# start of Records provided
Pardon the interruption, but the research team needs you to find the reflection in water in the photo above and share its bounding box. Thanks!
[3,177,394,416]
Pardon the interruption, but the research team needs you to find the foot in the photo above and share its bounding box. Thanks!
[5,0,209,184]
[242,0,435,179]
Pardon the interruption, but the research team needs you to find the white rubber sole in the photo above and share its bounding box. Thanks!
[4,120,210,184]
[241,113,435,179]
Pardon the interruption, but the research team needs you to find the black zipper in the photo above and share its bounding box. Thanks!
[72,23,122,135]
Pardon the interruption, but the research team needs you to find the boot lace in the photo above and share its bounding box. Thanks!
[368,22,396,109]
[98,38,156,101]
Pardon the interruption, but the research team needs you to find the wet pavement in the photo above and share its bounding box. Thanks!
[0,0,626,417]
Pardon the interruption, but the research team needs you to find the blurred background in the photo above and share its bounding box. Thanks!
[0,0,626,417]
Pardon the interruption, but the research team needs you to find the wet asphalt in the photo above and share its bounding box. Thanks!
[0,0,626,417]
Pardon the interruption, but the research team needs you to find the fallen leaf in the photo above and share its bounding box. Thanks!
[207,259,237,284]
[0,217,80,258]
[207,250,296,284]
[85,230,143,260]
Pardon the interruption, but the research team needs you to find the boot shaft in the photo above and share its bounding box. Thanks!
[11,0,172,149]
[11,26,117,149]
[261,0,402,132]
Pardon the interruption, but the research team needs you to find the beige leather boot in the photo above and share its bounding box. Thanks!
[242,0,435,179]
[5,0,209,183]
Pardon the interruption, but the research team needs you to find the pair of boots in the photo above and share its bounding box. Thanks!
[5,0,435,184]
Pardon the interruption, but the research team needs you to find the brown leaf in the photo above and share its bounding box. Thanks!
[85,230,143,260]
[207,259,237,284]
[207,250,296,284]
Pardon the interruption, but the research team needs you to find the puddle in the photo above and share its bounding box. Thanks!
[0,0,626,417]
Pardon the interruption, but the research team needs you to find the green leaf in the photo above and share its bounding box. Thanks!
# end of Records provided
=== What you will do ===
Convert the material above into a JSON list of strings, giving each line its own string and omitting any blank lines.

=== Solution to this task ===
[
  "Pardon the interruption, but the research team needs you to find the reflection in water in the photo above and share its bounding box. Thanks!",
  "[3,177,394,416]",
  "Pardon the interruption, but the research team needs you to find the foot in the photo above and share its bounding box. Thanks!",
  "[5,0,209,184]",
  "[242,0,435,179]",
  "Pardon the interruption, but the research team needs you to find the white rubber sole in the photo above and share its bounding box. Thanks!",
  "[4,120,210,184]",
  "[241,113,435,179]",
  "Pardon the interruption, but the research team needs you to find the black zipper in the photo above and share its bounding box. Thanks!",
  "[72,23,122,135]",
  "Pardon the interruption, but the research team needs you to find the boot lace in the photo above and share its bounding box. Thanks!",
  "[368,22,396,109]",
  "[98,38,156,101]",
  "Pardon the interruption, but the research team needs you to find the wet pavement in the photo above and share its bounding box. Thanks!",
  "[0,0,626,417]",
  "Pardon the interruption, but the research team needs you to find the blurred background in the photo above and share its bounding box. Thanks!",
  "[0,0,626,417]",
  "Pardon the interruption, but the research team needs you to find the wet asphalt in the photo above and share its bounding box. Thanks!",
  "[0,0,626,417]",
  "Pardon the interruption, but the research team needs you to find the fallen leaf in the photo above and share its bounding box. Thanks!",
  "[207,259,237,284]",
  "[0,217,80,258]",
  "[207,250,296,284]",
  "[85,230,143,260]",
  "Pardon the interruption, but the research team needs you to find the boot shaft in the photo above and share its bounding box. Thanks!",
  "[11,0,172,149]",
  "[11,26,117,149]",
  "[261,0,402,132]",
  "Pardon the interruption, but the research team needs you to find the beige leather boot in the photo above and share its bounding box. Thanks!",
  "[242,0,435,179]",
  "[5,0,209,183]",
  "Pardon the interruption, but the research team needs you to find the pair of boots in the photo above and share its bounding box. Thanks!",
  "[5,0,435,184]",
  "Pardon the interruption, but the research team needs you to find the brown leaf in the photo above and share its bounding box. Thanks!",
  "[85,230,143,260]",
  "[207,259,237,284]",
  "[207,250,296,284]",
  "Pardon the interruption, but the research team needs you to find the puddle in the photo above and share its bounding box. Thanks!",
  "[0,0,626,417]",
  "Pardon the interruption, but the research team needs you to find the green leaf in the photo above and share its bounding box. Thanks!"
]